Saved entries
┄┄┄┄┄┄┄┄┄┄┄┄┄┄┄┄┄┄┄┄

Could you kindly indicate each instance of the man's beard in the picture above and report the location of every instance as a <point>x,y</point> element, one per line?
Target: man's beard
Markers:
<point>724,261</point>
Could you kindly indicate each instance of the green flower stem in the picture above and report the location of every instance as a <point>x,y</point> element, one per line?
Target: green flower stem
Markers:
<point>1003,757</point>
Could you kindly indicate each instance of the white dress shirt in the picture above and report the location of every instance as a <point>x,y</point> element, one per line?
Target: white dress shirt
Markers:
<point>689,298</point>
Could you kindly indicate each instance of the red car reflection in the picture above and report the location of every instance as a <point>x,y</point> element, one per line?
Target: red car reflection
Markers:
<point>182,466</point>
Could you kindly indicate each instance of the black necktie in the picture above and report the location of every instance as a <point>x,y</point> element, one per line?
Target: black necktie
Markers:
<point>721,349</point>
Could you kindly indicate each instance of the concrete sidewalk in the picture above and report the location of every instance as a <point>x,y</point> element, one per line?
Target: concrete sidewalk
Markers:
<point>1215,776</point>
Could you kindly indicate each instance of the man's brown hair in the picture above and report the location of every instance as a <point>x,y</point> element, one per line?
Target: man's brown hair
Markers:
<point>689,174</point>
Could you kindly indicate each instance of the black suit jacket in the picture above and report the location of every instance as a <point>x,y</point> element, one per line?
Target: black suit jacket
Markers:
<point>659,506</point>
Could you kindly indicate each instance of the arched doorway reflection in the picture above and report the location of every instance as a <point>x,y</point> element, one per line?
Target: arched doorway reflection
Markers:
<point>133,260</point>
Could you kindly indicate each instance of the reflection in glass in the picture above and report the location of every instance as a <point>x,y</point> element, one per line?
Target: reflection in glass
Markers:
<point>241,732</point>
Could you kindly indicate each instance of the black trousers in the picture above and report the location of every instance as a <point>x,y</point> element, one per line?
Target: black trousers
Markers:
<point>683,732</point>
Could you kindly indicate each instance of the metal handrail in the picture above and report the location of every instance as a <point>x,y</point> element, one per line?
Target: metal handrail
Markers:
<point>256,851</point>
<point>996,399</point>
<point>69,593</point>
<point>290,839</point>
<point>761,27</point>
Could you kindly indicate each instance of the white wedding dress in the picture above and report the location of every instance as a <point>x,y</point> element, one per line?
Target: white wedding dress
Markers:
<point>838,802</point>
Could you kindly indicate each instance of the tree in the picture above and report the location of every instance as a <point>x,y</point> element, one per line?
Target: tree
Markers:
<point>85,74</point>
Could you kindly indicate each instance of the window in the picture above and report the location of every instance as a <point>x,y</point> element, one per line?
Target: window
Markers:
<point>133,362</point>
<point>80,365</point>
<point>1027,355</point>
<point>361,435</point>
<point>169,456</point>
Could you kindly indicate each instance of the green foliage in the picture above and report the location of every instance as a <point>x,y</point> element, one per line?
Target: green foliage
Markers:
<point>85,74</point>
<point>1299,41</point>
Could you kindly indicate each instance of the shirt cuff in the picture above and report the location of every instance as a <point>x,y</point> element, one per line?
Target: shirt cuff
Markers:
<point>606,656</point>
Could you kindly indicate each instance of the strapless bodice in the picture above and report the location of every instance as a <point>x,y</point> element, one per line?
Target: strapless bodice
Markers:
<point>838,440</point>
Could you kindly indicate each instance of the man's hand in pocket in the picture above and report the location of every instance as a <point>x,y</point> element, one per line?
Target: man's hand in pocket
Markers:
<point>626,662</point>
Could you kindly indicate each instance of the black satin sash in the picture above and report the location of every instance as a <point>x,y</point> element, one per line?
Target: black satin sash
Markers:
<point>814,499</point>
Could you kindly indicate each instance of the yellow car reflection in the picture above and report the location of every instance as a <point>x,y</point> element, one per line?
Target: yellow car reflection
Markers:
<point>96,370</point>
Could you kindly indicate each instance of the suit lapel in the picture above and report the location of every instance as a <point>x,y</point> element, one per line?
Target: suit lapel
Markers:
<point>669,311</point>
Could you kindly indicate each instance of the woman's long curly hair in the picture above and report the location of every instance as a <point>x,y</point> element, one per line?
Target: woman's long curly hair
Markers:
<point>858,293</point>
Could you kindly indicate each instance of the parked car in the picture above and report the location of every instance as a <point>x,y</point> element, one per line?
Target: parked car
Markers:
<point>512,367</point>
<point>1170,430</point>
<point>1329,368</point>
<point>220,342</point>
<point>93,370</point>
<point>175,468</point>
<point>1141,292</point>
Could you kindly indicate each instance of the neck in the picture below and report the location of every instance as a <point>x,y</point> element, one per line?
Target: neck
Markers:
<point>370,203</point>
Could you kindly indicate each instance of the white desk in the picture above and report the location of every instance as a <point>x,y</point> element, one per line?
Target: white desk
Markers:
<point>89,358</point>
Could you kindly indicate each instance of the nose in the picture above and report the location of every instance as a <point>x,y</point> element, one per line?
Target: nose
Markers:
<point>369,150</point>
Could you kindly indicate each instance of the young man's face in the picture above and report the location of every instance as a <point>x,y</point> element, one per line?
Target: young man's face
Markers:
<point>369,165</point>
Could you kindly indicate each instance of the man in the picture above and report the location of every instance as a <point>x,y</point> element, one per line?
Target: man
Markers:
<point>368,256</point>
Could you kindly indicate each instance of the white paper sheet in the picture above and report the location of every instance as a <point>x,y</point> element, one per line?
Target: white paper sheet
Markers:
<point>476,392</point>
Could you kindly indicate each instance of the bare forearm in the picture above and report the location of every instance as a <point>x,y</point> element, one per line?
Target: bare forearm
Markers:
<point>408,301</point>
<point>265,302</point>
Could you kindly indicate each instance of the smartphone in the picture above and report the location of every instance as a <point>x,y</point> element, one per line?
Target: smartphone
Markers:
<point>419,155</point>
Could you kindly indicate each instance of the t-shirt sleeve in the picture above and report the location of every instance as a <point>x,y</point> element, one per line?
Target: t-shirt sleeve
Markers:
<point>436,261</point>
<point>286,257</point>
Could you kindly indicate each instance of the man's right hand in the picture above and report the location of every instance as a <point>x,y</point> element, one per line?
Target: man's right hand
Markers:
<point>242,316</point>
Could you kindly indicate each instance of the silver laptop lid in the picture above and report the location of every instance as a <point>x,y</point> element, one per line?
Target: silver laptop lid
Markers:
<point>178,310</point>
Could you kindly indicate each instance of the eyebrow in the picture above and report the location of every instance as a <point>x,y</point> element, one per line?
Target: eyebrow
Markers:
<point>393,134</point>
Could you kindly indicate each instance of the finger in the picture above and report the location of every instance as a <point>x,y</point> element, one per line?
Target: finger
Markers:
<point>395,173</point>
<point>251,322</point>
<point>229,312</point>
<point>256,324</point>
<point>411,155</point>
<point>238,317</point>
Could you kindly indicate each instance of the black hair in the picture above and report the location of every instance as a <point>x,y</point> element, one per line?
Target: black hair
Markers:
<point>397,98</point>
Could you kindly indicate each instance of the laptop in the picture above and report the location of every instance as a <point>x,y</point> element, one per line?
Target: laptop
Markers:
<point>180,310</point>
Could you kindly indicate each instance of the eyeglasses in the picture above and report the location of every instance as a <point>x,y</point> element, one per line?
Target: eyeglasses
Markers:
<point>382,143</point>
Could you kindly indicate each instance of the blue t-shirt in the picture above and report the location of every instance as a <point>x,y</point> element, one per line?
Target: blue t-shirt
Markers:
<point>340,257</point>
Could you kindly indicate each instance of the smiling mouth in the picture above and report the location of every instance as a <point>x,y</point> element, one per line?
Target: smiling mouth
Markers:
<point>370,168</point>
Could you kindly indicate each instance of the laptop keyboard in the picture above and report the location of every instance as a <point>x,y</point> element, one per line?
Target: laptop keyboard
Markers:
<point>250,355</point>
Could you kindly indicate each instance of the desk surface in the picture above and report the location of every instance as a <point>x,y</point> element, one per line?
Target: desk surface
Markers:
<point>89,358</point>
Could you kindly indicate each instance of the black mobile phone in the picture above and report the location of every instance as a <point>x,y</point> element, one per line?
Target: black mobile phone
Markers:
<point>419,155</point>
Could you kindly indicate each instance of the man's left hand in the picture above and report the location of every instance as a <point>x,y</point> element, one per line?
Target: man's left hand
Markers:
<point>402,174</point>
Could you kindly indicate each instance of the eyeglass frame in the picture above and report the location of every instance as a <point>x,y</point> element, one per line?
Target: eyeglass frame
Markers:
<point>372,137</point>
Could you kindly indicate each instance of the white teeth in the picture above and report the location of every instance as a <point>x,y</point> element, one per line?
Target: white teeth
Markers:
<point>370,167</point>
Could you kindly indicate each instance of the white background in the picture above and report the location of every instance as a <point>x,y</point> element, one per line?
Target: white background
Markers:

┄┄┄┄┄┄┄┄┄┄┄┄┄┄┄┄┄┄┄┄

• _EXERCISE BRIEF_
Reply with the number of lines in the entries that hold the word "sidewalk", and add no other words.

• _ANSWER AREA_
2